_Page extract:_
-------------------------

29
Am I the only one who thinks the new digital diagnostic tools are making us worse at the job?
I've been working on elevators for 15 years, and last year our company in Cincinnati got those fancy tablet-based diagnostic kits for the whole crew. Everyone was excited, but after 6 months, I've gone back to my old multimeter and wiring diagrams. The tablet told me a motor controller in a 10-story office building was shot, based on a single error code. I spent half a day waiting for the part, but when I got in there with my meter and traced the circuit, it was just a corroded terminal block on the floor selector. The tablet didn't even have a test sequence for that. It makes you follow its logic instead of building your own. How can you trust a tool that costs more than your truck but can't find a bad connection? Has anyone else found themselves ignoring the flashy tech to just do the basic checks?
3 comments
Log in to join the discussion
Log In3 Comments
derek8681mo agoMost Upvoted
Totally get what you're saying. I mean, it feels like the software just gives you the answer it wants you to find, not the one that's actually there. I had to replace a whole door operator because the tablet said so, but it was just a loose plug on the safety circuit. You start to lose that gut feeling for where the real problem is.
5
the_ivan1mo ago
Honestly, our shop in Dayton pushed those same tablet systems on us about two years back. The thing kept telling me to replace a perfectly good logic board in a hospital service elevator. I spent an hour with the wiring schematic and found a single pinched wire in the cab harness. The software had zero checks for physical damage. It just reads codes, it doesn't think. I keep the tablet in my truck for the paperwork, but my real tools are still in my bag.
2
sandrap4011d ago
You mentioned the software had zero checks for physical damage, and that's exactly right. It's a fancy code reader, not a mechanic. The danger is when shops treat its suggestions as orders instead of just clues. A good tech uses it to point in a direction, but you still have to walk down the road yourself with a meter and a schematic.

-------------------------

(Entries drawn from a dataset)
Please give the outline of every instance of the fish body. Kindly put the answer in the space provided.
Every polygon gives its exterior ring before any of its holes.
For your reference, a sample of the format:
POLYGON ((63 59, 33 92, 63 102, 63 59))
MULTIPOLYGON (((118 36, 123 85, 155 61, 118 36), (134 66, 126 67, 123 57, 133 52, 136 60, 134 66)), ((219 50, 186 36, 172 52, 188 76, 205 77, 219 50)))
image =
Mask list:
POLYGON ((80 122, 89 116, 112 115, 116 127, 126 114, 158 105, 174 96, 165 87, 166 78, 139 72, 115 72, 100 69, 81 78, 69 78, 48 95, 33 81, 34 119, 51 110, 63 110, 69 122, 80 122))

-------------------------

_Task directions:_ In the forum thread above, condense the paragraph beginning "Honestly, our shop in Dayton" into a short bulleted list that keeps its main facts.

_Solution to the problem:_
- The writer's shop in Dayton adopted the same tablet diagnostic systems about two years ago.
- The tablet repeatedly said to replace a perfectly good logic board in a hospital service elevator.
- An hour with the wiring schematic turned up the real fault: a single pinched wire in the cab harness.
- The software had no checks for physical damage. It only reads codes.
- The tablet now stays in the truck for paperwork, and the writer's real tools stay in the bag.